*** EXERCISE PASSAGE ***

The Japanese haiku evolved out of a longer form: comic linked verse, or haikai-renga. In the wake of the explosive popularity of the stand alone haiku pioneered by Masoaka Shiki in the late 19th century, the linked forms in Japan fell into disuse by the early 20th century, but never truly died out. Over the last 100 years, as the modern form of linked verse, renku, grew in popularity in Japan and poets working in the emerging haiku tradition outside of Japan were drawn to discover the roots of haiku in the longer sequences of Bashō and his literary heirs, there has been a resurgence of interest in the linked forms and a great deal of innovation in terms of their adaption to English.
Under the Bashō is seeking out varied and representative examples of the many trends in contemporary linked verse that stem from the Japanese tradition, from orthodox Shōfū style renku, rengay, to experimental, gendai-haiku inspired linked sequences.

***

### TASK ITEM A
Answer these questions using the passage on linked verse:
(i) What longer form did the Japanese haiku evolve out of?
(ii) What name is given to the modern form of linked verse?
(iii) What does Under the Bashō seek out?
### TASK ITEM B
From the passage on linked verse, extract the words from "Under the Bashō" to "inspired linked sequences.", copied word for word.
### TASK ITEM C
Continue the passage on linked verse from its last sentence.

*** DATA EXCERPTS ***

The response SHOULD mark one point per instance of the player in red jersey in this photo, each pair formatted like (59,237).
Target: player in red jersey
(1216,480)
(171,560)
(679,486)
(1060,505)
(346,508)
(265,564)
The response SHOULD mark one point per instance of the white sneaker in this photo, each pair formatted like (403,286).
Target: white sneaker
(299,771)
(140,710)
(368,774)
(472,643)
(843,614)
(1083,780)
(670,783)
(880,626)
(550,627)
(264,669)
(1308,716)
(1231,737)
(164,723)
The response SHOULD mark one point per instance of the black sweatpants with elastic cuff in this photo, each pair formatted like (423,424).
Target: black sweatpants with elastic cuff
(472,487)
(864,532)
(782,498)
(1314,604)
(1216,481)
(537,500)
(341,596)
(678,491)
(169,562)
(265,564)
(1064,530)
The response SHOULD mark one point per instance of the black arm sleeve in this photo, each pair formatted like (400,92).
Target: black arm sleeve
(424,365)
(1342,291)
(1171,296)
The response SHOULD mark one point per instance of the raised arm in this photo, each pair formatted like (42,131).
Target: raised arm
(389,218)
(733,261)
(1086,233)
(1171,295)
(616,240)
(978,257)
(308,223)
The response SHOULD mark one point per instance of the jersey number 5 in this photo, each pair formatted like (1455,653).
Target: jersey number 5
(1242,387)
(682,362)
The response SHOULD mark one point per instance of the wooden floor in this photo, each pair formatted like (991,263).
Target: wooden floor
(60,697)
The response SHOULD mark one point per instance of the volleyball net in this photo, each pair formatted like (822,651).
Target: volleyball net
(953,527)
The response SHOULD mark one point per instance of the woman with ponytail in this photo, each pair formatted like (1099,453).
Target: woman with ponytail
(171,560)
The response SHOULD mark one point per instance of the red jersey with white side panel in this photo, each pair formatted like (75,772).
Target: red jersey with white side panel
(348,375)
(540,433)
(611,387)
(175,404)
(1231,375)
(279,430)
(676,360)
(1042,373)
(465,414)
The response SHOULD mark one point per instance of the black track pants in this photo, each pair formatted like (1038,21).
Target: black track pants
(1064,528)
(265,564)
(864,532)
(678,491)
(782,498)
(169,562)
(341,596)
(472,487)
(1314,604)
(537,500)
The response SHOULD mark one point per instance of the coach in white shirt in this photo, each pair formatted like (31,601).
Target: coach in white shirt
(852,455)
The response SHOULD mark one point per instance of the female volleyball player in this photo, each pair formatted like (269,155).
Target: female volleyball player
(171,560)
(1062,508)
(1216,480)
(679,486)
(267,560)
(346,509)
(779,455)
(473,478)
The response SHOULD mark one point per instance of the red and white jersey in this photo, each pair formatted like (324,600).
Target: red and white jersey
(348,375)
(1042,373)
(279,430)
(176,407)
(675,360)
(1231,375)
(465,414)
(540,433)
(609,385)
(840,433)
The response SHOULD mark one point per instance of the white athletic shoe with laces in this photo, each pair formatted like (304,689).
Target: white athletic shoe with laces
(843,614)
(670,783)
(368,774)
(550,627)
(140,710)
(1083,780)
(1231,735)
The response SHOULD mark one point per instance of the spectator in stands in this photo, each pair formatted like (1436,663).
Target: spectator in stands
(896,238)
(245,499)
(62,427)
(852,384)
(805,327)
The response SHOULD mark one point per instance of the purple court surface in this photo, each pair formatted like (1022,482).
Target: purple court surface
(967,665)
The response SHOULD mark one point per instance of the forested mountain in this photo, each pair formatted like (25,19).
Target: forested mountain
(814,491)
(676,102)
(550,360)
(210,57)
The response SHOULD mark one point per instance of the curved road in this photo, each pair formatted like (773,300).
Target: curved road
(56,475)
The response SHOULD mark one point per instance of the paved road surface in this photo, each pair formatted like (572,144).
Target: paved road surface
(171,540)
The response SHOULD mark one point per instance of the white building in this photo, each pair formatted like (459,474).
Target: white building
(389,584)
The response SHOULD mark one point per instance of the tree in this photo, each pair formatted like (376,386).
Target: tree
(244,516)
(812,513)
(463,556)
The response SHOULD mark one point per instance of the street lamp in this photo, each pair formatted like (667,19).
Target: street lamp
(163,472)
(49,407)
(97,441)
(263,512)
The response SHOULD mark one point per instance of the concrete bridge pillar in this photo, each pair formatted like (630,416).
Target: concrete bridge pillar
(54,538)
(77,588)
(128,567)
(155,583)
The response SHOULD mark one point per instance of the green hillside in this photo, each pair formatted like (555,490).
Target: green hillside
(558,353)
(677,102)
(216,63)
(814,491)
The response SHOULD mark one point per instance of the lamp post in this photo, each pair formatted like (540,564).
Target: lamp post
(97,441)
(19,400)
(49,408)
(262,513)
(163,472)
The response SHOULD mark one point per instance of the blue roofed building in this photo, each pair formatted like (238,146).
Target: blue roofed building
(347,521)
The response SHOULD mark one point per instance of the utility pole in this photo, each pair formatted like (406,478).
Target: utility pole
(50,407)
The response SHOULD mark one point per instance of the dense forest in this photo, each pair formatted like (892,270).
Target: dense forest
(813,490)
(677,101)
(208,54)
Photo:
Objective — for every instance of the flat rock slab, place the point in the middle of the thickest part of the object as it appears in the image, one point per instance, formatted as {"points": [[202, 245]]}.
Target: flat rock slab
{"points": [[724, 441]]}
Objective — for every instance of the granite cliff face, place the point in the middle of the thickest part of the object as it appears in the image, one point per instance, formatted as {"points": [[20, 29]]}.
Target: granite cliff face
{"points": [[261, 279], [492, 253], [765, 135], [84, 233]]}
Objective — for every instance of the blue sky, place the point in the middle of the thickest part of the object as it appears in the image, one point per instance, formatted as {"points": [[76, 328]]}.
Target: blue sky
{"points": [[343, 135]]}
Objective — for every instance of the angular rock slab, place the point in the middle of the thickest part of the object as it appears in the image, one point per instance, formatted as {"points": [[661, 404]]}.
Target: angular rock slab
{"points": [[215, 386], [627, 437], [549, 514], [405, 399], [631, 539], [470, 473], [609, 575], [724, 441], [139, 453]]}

***

### RESPONSE AREA A
(i) Comic linked verse, or haikai-renga.
(ii) Renku.
(iii) Varied and representative examples of the many trends in contemporary linked verse that stem from the Japanese tradition.

### RESPONSE AREA B
Under the Bashō is seeking out varied and representative examples of the many trends in contemporary linked verse that stem from the Japanese tradition, from orthodox Shōfū style renku, rengay, to experimental, gendai-haiku inspired linked sequences.

### RESPONSE AREA C
While we encourage informed innovation in these forms, we do recommend familiarity with the rich and complex history of Japanese linked verse as well as contemporary trends in English language haiku and renku. For those interested in learning more about linked poetry, we recommend John Carley's A Renku Reckoner, and Earl Miner's Japanese Linked Verse.
Please submit no more than three short sequences (up to 10 verses in length) or a single longer sequence (up to 36 verses in length)
Use the subject line "Linked Verse Submission."
We accept only unpublished work, which means nothing that has been shared publicly in print or on posted social media.
Sequences may be collaborative or solo, so long as they evoke the tradition of Japanese linked poetry.